- _Records provided_
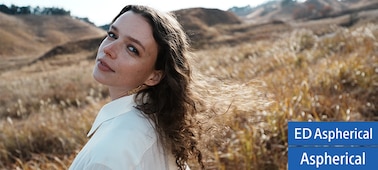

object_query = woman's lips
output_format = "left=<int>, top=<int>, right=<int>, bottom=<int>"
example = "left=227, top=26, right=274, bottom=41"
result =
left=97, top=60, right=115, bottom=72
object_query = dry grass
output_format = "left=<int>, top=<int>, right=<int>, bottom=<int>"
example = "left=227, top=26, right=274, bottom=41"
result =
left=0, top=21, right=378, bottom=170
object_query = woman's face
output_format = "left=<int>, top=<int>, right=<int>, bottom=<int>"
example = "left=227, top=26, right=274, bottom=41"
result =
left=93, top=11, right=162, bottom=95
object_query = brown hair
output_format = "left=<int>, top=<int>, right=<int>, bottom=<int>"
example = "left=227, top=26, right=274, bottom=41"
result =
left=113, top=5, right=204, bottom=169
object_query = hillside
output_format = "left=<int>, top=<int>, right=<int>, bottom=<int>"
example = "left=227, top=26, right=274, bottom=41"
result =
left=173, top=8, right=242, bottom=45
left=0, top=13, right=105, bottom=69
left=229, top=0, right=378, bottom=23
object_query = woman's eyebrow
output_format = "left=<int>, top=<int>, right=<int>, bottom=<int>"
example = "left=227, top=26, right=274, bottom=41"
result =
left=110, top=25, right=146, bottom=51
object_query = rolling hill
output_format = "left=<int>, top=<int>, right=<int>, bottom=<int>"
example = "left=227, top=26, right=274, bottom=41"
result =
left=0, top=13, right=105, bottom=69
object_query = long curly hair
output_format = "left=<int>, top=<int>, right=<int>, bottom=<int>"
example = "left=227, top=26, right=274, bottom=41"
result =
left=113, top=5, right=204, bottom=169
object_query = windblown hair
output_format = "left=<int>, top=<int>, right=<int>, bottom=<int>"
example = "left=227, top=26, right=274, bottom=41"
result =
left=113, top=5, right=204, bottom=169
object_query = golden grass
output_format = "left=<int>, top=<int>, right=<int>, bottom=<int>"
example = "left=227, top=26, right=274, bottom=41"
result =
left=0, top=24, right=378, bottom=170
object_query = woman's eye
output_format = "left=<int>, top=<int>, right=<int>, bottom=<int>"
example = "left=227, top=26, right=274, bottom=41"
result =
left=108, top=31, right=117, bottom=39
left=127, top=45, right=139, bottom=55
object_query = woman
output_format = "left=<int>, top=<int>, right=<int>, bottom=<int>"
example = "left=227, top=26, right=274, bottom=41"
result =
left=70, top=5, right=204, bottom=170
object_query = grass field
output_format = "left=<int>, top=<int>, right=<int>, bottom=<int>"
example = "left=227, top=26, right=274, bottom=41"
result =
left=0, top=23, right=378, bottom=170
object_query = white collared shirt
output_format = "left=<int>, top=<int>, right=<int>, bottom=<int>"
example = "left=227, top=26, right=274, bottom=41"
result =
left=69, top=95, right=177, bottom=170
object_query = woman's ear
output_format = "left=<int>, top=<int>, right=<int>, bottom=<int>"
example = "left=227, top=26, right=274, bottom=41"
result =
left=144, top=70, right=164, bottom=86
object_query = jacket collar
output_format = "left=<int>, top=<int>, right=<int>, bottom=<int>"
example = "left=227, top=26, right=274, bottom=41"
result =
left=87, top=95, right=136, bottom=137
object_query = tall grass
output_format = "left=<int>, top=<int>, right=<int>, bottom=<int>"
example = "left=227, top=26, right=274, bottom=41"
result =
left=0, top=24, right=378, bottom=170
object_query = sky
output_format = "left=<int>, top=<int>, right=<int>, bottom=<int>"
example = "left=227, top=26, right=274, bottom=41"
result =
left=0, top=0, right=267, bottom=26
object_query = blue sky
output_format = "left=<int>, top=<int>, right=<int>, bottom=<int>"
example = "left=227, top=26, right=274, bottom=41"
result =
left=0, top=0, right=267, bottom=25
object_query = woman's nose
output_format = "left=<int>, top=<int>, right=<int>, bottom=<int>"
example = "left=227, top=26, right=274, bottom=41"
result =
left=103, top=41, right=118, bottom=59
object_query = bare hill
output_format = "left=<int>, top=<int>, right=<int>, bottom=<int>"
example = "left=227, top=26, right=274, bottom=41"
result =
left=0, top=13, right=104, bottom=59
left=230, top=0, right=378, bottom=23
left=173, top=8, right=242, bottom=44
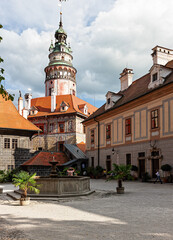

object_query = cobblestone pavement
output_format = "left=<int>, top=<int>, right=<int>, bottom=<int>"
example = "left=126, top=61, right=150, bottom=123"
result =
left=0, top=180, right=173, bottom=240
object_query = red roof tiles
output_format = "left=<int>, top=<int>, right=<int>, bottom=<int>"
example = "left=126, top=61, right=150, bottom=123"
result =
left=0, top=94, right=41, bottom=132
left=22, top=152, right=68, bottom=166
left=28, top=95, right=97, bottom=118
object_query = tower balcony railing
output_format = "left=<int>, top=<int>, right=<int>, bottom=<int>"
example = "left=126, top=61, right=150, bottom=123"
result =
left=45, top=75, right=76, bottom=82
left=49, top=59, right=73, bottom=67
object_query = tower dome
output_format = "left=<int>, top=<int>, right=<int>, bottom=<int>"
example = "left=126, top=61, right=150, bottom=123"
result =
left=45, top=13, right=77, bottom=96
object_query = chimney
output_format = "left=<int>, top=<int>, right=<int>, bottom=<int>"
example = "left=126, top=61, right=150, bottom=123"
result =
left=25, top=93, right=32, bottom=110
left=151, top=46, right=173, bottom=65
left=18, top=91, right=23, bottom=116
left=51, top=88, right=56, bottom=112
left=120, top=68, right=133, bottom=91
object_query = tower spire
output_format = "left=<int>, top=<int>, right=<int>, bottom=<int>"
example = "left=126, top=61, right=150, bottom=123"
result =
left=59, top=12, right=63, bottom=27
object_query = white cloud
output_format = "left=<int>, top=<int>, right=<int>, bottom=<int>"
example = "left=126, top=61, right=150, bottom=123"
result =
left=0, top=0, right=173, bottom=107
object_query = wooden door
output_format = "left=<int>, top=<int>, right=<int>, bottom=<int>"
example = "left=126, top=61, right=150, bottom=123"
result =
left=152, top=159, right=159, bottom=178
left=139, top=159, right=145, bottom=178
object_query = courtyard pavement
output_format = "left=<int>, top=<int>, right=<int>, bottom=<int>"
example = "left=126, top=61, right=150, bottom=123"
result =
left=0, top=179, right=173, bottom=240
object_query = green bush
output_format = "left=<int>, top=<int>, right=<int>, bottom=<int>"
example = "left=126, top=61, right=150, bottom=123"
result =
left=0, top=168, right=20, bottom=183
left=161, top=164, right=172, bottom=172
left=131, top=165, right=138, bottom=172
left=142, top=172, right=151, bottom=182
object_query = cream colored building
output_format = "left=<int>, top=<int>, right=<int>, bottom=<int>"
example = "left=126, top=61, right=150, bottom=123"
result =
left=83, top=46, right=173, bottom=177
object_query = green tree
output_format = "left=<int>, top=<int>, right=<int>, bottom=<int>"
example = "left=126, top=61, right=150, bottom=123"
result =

...

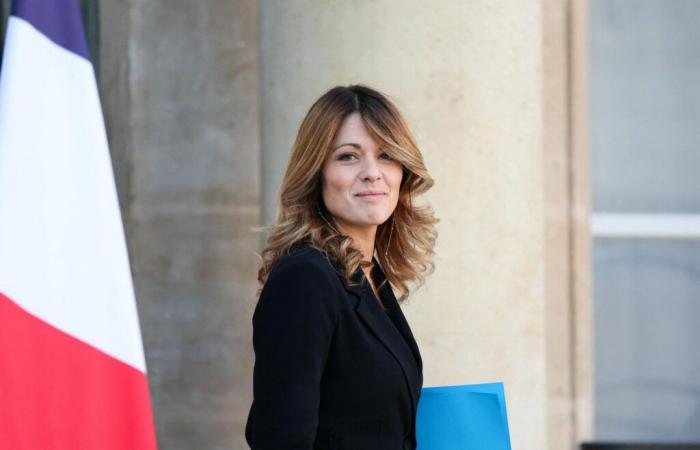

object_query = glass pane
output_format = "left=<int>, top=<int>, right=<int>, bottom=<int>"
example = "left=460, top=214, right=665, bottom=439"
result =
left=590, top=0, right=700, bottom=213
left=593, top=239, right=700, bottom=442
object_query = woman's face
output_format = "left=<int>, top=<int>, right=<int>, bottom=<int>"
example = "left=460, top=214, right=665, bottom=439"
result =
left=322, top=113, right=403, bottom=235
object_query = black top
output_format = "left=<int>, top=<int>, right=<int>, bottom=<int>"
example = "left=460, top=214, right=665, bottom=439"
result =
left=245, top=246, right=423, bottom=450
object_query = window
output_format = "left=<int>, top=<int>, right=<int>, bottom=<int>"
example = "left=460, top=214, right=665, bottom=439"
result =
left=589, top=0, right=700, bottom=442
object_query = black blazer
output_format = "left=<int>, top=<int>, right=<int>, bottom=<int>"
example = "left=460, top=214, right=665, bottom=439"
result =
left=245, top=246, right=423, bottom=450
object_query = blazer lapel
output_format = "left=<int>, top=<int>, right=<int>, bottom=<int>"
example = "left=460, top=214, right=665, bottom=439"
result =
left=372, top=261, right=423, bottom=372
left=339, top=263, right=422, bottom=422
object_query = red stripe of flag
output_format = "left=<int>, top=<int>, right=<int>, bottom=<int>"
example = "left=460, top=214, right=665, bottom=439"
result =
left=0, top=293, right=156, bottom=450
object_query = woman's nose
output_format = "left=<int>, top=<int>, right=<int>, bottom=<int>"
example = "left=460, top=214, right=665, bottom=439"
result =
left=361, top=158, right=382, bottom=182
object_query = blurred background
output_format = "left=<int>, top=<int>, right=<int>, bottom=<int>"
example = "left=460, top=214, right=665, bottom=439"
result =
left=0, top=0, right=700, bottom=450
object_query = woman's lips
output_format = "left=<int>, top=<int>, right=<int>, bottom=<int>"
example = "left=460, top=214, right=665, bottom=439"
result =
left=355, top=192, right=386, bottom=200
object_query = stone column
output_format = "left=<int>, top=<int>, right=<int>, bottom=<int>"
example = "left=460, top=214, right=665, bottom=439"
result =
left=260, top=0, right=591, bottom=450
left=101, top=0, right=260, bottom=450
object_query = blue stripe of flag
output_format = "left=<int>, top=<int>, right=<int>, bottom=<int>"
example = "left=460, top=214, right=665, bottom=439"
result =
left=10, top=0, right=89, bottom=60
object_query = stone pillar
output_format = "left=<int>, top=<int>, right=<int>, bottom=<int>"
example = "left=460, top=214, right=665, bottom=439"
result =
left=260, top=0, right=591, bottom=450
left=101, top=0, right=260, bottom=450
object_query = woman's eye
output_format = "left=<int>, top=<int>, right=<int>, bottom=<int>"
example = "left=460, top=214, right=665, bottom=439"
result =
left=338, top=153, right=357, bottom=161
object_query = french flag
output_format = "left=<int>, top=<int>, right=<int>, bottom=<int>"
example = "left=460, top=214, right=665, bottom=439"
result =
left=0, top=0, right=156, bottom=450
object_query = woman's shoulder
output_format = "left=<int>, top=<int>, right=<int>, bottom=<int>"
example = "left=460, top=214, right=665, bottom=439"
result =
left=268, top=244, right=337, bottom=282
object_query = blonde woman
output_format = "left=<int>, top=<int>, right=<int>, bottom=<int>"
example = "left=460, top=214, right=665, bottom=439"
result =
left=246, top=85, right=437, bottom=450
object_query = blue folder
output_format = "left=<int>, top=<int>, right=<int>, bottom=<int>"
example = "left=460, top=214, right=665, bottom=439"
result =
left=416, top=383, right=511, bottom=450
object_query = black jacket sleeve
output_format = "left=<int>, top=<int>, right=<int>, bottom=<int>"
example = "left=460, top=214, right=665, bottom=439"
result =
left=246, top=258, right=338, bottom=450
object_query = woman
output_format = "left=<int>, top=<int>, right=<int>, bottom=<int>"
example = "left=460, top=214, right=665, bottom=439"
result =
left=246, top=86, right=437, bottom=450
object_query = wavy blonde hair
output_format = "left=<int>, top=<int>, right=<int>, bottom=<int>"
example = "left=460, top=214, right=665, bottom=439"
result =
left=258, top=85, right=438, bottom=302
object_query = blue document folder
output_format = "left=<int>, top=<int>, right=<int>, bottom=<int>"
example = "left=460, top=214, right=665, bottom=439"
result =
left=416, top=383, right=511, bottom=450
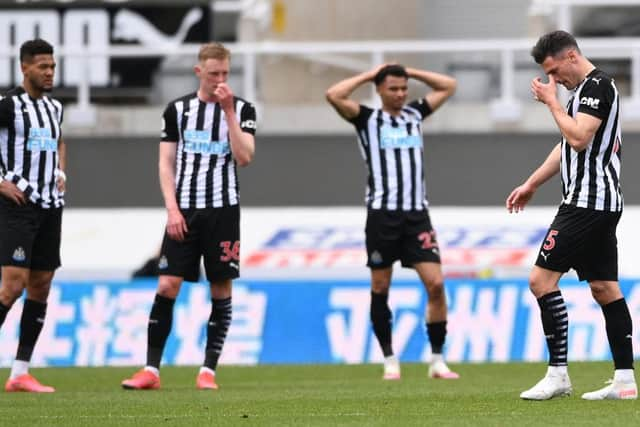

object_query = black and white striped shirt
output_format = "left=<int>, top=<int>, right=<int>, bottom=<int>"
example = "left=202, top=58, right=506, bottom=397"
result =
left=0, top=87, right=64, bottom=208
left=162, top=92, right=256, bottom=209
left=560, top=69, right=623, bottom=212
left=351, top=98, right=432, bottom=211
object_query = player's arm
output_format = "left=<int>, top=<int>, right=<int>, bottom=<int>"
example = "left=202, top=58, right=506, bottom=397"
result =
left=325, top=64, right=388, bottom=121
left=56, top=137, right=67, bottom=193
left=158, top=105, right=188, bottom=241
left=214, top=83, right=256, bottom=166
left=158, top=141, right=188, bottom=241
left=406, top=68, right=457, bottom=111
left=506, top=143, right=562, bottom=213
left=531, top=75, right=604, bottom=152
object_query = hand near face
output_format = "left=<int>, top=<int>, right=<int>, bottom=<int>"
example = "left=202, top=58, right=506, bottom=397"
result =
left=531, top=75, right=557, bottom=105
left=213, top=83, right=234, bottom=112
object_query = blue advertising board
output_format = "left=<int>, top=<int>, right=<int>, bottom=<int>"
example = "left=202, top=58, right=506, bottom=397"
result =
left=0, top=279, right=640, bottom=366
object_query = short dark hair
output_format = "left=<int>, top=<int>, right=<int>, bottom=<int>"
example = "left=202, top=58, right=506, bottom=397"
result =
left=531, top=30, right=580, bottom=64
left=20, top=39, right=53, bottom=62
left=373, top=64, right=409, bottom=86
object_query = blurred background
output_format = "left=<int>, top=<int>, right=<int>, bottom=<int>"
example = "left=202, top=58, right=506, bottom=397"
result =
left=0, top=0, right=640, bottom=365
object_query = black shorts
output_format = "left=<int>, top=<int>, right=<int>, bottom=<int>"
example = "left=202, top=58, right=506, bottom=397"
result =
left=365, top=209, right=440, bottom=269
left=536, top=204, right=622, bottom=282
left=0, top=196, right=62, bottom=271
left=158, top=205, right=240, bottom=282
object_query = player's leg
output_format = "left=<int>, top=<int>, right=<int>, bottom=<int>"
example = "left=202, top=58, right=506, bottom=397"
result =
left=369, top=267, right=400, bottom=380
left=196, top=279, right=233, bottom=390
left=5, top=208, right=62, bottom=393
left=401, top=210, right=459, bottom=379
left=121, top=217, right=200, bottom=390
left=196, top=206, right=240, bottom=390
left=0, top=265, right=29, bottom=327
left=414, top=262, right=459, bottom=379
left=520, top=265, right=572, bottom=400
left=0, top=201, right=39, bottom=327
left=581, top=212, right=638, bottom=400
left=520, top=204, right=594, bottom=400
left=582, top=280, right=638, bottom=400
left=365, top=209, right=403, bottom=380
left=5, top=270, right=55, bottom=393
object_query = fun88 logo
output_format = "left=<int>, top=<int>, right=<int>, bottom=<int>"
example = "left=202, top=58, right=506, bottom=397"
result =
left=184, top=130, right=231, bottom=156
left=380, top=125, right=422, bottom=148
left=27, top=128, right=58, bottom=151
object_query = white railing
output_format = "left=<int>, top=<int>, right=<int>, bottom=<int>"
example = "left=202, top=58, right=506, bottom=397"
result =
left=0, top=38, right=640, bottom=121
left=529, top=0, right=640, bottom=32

- _Stated goal_
Extract the stretch from the line containing "object_query = red stripe of flag" through the line containing "left=0, top=293, right=156, bottom=450", both included, and reproduce those lines verbatim.

- _Complete answer_
object_query = red stripe of flag
output_format = "left=<int>, top=<int>, right=<int>, bottom=<int>"
example = "left=460, top=214, right=665, bottom=439"
result =
left=0, top=293, right=156, bottom=450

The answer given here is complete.